◆ **Texto fornecido**:
20.jun.2013 - Milhares de pessoas seguem em protesto no centro do Recife (PE) - Yasuyoshi Chiba/AFP
20.jun.2013 - Milhares de pessoas seguem em protesto no centro do Recife (PE) Imagem: Yasuyoshi Chiba/AFP

Bruna Souza Cruz

Do UOL, em São Paulo

20/12/2013 10h00Atualizada em 20/12/2013 12h36

Mesmo tendo registrado participação significativa de estudantes durante a onda de protestos iniciadas em junho deste ano, é difícil falar em renascimento do movimento estudantil brasileiro. O "gigante", ao menos na sua faceta estudantil, não acordou segundo especialistas ouvidos pelo UOL. A frase "o gigante acordou" foi bastante utilizada na época em referência ao despertar da consciência crítica dos brasileiros.

Para o mestre em história pela Unicamp (Universidade Estadual de Campinas) Célio Ricardo Tasinafo, não houve um despertar de consciência crítica porque as reivindicações ficaram lá no período das maiores manifestações e não tiveram continuidade ou outros desdobramentos concretos.

◆ **Dados**:
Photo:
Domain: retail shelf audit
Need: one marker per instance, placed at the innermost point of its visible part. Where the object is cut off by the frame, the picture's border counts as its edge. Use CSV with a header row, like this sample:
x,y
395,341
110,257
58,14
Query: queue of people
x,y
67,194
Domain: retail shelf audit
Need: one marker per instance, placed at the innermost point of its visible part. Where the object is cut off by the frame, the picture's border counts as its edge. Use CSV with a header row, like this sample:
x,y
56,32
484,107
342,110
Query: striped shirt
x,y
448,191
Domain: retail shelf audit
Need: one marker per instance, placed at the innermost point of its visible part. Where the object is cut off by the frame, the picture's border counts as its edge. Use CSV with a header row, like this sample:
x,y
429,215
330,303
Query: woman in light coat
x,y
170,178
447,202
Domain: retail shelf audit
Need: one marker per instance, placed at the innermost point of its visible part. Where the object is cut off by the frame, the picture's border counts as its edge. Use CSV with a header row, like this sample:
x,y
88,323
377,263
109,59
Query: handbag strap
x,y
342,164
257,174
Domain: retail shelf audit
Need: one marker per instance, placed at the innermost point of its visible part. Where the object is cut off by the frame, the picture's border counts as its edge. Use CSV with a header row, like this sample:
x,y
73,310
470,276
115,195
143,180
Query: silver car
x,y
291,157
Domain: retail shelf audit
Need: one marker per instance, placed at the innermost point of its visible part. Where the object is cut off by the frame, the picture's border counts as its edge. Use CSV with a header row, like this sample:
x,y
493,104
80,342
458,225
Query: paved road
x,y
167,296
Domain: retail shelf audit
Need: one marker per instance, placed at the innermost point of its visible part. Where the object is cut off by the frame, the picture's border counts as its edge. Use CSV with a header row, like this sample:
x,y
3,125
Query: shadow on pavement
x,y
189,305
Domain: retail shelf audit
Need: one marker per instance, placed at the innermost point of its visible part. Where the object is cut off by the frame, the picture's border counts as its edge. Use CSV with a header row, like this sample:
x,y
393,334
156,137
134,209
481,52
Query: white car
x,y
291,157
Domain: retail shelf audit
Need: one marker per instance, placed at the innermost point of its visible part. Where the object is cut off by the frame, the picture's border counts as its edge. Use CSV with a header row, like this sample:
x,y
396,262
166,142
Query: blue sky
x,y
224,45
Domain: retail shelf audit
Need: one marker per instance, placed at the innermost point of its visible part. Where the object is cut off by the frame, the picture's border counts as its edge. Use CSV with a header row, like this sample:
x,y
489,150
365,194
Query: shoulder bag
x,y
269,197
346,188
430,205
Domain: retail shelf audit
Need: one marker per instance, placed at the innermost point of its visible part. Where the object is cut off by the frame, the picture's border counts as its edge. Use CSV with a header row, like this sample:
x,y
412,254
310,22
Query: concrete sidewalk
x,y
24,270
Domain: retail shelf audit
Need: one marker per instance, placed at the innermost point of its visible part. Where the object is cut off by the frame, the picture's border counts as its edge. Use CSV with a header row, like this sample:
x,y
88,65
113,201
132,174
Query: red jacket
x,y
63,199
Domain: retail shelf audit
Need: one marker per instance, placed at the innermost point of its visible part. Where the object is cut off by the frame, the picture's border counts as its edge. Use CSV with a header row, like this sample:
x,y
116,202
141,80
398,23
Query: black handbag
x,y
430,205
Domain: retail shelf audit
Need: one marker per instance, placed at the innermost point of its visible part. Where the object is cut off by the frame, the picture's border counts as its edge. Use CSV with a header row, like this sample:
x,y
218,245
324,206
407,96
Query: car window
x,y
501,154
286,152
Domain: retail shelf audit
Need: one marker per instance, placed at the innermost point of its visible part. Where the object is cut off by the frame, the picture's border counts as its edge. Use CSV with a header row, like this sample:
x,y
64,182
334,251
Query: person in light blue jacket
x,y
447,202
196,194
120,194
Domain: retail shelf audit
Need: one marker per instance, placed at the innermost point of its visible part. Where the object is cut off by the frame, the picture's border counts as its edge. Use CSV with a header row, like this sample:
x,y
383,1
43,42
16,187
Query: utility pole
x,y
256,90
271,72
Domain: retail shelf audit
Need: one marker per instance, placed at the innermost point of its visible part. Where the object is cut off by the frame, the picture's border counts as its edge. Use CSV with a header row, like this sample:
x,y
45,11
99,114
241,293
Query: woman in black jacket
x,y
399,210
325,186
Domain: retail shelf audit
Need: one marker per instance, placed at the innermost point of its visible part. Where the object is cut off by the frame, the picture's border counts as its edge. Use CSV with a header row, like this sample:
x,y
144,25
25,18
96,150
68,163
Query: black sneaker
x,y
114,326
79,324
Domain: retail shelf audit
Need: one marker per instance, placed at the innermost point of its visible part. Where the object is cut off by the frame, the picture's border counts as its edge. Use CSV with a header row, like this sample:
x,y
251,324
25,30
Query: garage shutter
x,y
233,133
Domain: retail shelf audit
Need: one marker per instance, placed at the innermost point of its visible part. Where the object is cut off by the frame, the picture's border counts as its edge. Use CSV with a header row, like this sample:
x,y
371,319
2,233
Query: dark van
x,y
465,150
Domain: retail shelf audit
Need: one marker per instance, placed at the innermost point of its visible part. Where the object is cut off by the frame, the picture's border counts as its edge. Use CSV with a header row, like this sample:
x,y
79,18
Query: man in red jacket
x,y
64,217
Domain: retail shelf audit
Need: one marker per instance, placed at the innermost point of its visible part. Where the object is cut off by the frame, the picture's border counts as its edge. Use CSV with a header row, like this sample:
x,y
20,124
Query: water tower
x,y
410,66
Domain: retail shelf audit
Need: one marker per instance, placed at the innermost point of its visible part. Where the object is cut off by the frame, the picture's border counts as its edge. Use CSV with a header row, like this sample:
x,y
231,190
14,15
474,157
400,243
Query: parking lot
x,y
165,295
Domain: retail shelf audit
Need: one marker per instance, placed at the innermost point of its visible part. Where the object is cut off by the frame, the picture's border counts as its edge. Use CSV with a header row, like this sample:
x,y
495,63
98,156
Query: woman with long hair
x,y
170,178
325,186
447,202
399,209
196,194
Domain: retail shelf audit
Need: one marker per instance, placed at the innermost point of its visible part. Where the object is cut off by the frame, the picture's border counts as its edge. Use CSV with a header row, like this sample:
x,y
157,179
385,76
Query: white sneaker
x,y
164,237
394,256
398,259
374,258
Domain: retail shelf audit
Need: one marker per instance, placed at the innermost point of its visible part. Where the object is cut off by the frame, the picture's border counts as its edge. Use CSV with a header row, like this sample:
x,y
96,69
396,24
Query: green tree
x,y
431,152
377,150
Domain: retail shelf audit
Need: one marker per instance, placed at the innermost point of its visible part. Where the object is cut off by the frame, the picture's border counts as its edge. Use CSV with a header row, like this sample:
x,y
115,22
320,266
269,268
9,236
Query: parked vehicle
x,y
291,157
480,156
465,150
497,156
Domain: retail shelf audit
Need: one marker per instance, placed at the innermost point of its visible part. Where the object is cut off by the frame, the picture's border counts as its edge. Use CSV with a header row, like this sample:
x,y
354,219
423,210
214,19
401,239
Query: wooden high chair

◆ **Trabalho pedido**: Com base no texto fornecido, explique por que Célio Ricardo Tasinafo afirma que não houve um despertar de consciência crítica. Responda em uma a três frases.

◆ **Resultado do exercício**: Para Célio Ricardo Tasinafo, não houve um despertar de consciência crítica porque as reivindicações ficaram no período das maiores manifestações. Elas não tiveram continuidade nem outros desdobramentos concretos.